Arbeitsauftrag 1.
Schreib aus der Buchbesprechung den Teil von „Dalferth, Ingolf U., u.“ bis einschließlich „Kirche von England.“ wortgetreu ab.
Arbeitsauftrag 2.
Wo und in welchen Jahren fanden laut der Buchbesprechung die beiden Konferenzen statt, deren Vorträge der Band enthält?
Arbeitsauftrag 3.
Führ die Buchbesprechung über den Band zur Meißener Erklärung nach ihrem letzten Satz weiter.

Vorgegebener Text.
━━━━━━━━━━━━━━━━

Ökumenik, Konfessionskunde

Autor/Hrsg.:

Dalferth, Ingolf U., u. Paul Oppenheim [Hrsg.]

Titel/Untertitel:

Einheit bezeugen. Zehn Jahre nach der Meissener Erklärung/Witnessing to Unity (Ten Years After the Meissen Declaration). Beiträge zu den theologischen Konferenzen von Springe und Cheltenham zwischen der EKD und der Kirche von England.

Verlag:

Frankfurt a. M.: Lembeck 2003. 544 S. gr.8. Kart. Euro 24,00. ISBN 3-87476-405-2.

Rezensent:

Friederike Nüssel

Im Jahr 1991 haben die Evangelische Kirche in Deutschland und die Kirche von England mit der Meißener Erklärung weitgehende Kirchengemeinschaft vereinbart. Zu dieser Vereinbarung gehörte die Selbstverpflichtung der Kirchen, "gemeinsam nach der vollen, sichtbaren Einheit zu streben" und offizielle theologische Gespräche weiterzuführen (Meißen 17). Die Realisierung dieser Aufgabe in den darauffolgenden zehn Jahren dokumentiert der angezeigte Band. Er enthält die wichtigsten Vorträge, die auf den Konferenzen in Springe 1999 und Cheltenham 2001 von englischen und deutschen Theologen gehalten worden sind, jeweils mit Übersetzung. In einem Anhang werden die Ergebnisprotokolle der beiden Konferenzen sowie die "Meissener Gemeinsame Feststellung und Erklärung" (1988) geboten.

Den ökumenischen Kontext des Meißenprozesses sichten im Eingangsteil A. D. Falconer in der Perspektive des ÖRK, H. Barth mit Blick auf die von der EKD geführten ökumenischen Gespräche und W. Hüffmeier mit Blick auf die ökumenischen Beziehungen der UEK. Den Bezug zur kirchlichen Wirklichkeit stellen - über den Band verteilt - die Beiträge von W. Hüffmeier über "Einheit in unseren Kirchen. Theorie und Praxis, Erfahrungen und Hindernisse", von D. Wendebourg über "Sichtbare Einheit in der Evangelischen Kirche in Deutschland" und von R. Williams "Ways forward from Meissen: What kind of Unity in Witness and Mission?" her.

━━━━━━━━━━━━━━━━

Zeilenauszüge.

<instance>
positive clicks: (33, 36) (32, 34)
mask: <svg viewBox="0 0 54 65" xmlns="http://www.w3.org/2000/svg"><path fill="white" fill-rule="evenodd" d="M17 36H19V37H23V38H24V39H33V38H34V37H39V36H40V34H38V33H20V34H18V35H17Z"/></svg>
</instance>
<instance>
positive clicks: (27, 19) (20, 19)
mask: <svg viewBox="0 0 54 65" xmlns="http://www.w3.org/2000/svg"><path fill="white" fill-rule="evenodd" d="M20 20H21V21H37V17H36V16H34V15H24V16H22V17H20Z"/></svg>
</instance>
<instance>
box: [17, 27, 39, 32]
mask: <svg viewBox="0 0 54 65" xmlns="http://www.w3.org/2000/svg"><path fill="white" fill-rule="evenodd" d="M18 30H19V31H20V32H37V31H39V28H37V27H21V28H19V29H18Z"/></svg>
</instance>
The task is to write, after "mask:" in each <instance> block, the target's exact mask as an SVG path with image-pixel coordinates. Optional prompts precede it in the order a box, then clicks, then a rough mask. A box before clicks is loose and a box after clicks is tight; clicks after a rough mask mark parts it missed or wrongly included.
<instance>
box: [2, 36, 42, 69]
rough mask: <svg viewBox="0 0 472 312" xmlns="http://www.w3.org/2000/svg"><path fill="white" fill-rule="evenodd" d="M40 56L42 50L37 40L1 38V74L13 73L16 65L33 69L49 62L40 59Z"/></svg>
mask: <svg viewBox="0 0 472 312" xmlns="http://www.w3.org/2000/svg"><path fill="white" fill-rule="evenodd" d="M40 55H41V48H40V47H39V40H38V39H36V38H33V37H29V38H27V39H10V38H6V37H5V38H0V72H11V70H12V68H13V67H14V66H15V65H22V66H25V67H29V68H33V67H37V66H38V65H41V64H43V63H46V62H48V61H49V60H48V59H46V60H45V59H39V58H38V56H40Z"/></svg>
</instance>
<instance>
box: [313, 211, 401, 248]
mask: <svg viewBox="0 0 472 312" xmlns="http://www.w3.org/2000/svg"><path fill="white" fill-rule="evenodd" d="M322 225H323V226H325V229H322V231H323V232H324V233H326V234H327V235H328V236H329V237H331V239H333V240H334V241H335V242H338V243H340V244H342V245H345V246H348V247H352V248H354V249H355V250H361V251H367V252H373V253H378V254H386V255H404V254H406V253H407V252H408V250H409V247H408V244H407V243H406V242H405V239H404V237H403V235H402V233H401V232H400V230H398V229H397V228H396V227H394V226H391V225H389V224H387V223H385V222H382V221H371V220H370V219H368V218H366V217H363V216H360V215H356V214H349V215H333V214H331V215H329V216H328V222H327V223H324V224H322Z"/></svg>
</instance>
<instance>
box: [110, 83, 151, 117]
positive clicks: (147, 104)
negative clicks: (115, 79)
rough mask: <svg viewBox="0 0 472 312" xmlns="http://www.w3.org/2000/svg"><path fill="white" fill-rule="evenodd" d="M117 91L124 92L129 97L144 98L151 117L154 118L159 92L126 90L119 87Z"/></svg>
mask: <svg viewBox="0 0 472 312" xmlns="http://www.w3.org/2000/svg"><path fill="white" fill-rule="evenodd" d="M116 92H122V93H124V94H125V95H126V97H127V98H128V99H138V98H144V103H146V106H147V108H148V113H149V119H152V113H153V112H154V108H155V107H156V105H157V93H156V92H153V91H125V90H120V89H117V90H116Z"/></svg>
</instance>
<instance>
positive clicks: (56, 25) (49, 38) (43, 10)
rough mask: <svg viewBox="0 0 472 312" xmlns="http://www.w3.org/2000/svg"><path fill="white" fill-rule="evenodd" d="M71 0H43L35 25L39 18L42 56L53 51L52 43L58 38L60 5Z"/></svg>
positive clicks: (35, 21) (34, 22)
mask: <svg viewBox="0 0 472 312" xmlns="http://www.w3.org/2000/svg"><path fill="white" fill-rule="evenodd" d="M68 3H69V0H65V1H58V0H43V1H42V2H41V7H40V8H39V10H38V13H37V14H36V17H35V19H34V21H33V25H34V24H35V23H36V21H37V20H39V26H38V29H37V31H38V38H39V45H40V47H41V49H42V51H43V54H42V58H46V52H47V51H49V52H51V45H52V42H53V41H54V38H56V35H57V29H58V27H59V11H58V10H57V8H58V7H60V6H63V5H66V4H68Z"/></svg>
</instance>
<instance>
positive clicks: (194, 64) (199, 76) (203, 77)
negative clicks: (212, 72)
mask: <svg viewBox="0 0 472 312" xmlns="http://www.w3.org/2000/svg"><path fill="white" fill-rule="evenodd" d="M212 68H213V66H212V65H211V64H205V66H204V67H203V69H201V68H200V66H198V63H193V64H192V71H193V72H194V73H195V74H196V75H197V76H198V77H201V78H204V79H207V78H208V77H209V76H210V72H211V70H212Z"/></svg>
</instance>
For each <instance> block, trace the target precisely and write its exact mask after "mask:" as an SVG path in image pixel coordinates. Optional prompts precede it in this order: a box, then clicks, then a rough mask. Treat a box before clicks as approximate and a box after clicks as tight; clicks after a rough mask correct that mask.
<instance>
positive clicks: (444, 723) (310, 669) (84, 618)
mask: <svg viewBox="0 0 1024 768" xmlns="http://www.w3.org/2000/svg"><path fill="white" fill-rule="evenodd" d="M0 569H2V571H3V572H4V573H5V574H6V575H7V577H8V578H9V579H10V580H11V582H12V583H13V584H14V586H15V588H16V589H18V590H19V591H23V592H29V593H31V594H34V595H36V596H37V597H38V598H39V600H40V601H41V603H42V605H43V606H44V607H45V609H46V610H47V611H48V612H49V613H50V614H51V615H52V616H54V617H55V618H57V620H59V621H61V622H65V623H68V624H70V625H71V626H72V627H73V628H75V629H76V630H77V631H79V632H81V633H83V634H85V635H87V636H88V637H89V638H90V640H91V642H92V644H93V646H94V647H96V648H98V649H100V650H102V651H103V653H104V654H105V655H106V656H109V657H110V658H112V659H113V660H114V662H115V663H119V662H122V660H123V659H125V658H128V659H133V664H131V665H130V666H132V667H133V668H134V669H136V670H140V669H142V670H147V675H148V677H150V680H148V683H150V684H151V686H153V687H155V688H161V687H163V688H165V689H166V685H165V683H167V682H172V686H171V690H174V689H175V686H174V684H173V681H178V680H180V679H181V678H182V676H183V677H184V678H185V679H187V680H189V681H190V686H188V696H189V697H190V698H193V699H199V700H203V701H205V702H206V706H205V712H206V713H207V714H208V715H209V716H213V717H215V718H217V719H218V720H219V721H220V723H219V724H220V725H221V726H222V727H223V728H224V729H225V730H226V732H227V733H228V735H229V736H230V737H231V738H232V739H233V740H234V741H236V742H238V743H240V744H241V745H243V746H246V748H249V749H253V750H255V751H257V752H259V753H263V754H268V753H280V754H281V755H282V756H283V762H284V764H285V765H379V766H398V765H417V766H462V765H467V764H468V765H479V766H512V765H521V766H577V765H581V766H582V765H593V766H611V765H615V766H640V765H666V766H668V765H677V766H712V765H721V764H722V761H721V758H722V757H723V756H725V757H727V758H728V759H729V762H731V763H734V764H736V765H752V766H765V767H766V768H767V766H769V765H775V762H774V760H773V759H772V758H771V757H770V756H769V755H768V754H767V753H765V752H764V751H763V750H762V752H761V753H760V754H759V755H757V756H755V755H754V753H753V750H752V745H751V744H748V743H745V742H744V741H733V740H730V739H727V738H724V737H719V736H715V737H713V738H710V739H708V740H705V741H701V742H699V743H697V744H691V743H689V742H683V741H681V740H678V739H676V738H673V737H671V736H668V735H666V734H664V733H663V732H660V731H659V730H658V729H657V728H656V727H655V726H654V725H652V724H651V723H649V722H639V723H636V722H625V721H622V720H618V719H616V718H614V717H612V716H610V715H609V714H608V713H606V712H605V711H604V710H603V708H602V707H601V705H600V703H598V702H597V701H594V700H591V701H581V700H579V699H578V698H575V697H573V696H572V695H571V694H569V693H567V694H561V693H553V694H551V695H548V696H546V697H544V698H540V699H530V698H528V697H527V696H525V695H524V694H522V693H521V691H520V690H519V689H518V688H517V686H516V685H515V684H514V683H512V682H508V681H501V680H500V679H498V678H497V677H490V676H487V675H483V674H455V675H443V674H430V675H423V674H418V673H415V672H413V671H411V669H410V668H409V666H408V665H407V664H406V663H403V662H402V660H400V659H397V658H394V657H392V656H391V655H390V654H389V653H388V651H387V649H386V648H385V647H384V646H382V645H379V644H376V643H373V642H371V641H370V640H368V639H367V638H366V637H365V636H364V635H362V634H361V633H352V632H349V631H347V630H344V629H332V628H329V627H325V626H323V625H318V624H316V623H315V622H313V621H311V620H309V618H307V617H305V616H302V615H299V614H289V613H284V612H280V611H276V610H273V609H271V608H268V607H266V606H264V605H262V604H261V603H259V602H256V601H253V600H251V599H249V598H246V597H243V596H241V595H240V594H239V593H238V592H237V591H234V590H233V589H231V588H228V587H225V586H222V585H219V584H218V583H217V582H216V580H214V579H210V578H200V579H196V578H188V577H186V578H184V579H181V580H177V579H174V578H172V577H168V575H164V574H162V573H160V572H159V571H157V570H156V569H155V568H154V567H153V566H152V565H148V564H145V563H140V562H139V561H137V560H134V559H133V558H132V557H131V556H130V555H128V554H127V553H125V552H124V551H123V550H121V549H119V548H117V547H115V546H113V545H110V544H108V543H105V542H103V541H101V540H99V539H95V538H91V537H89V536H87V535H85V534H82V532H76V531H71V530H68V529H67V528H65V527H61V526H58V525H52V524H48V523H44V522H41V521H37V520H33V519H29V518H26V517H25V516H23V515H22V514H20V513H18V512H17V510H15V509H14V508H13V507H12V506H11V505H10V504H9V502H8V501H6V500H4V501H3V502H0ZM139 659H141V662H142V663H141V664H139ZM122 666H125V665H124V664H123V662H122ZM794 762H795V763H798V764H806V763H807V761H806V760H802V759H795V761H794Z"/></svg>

━━━━━━━━━━━━━━━━

Antwortfeld 1.
Dalferth, Ingolf U., u. Paul Oppenheim [Hrsg.]

Titel/Untertitel:

Einheit bezeugen. Zehn Jahre nach der Meissener Erklärung/Witnessing to Unity (Ten Years After the Meissen Declaration). Beiträge zu den theologischen Konferenzen von Springe und Cheltenham zwischen der EKD und der Kirche von England.

Antwortfeld 2.
In Springe 1999 und in Cheltenham 2001.

Antwortfeld 3.
Die Erörterung der theologischen Kernfrage nach der sichtbaren Einheit wird eröffnet mit der Sichtung der biblischen Grundlagen durch A. Lindemann und Th. Seville. Schon hier zeichnen sich die Differenzen in der Beschreibung des Verhältnisses von Kircheneinheit und ordiniertem Amt ab, die Gegenstand der Gespräche waren. Als den zentralen Differenzpunkt benennt I. U. Dalferth sodann, dass trotz der gegenseitigen Anerkennung der beiden Kirchen in 16 der Meißener Erklärung "auf anglikanischer Seite nach wie vor die historische Sukzession im Bischofsamt" (198) als notwendige Bedingung der full, visible unity angesehen werde. Diese anglikanische Forderung sei für evangelisches Verständnis problematisch, weil diesem zufolge die Einheit der Kirche nicht im Amt sichtbar werde, sondern "darin, dass dieses vollzieht, wofür es da ist: den Dienst am Wort" (200). Die sichtbare Einheit der Kirche hänge mithin "nicht am Amt, sondern allein daran, dass das Evangelium, dem sich der Glaube verdankt, wahrnehmbar (sichtbar, hörbar, schmeckbar) kommuniziert" (201) werde.

Diesen Differenzpunkt bestätigt von anglikanischer Seite P. Avis, der die Entwicklung der anglikanischen Sicht von der englischen Reformation über die hochkirchliche Tradition bis in die Gegenwart verfolgt. Das anglikanische Verständnis voller, sichtbarer Einheit konkretisiert er, indem er die "Glaubensattribute der Kirche" als in besonderer Weise in die Verantwortung des Bischofsamtes gestellt beschreibt (144; vgl. 144-147) und vom Bischofsamt als "the most fully ecclesial ministry" (132) spricht. Allerdings gesteht er auch zu, dass das Bischofsamt einschließlich der historischen Sukzession nur eine Form von episkope darstelle, deren Strukturen der Katholizität und Apostolizität der Kirche dienen sollten und als historisch gewachsene fehlbar seien (vgl. 148 f.). Den zuletzt genannten Gedanken unterstützt M. D. Chapman, indem er die Begründung des Bischofsamtes in der anglikanischen Tradition theologiegeschichtlich erhellt und als die treibenden Motive einerseits machtpolitische Interessen, andererseits die Suche nach Gewissheit (vgl. 197) zu Bewusstsein bringt. So gelangt er zu dem Ergebnis, der trennende 16 von Meißen scheine "weder durch die anglikanische Tradition noch [...] durch die Lehrvereinbarungen der Kirchen begründet zu sein" (197).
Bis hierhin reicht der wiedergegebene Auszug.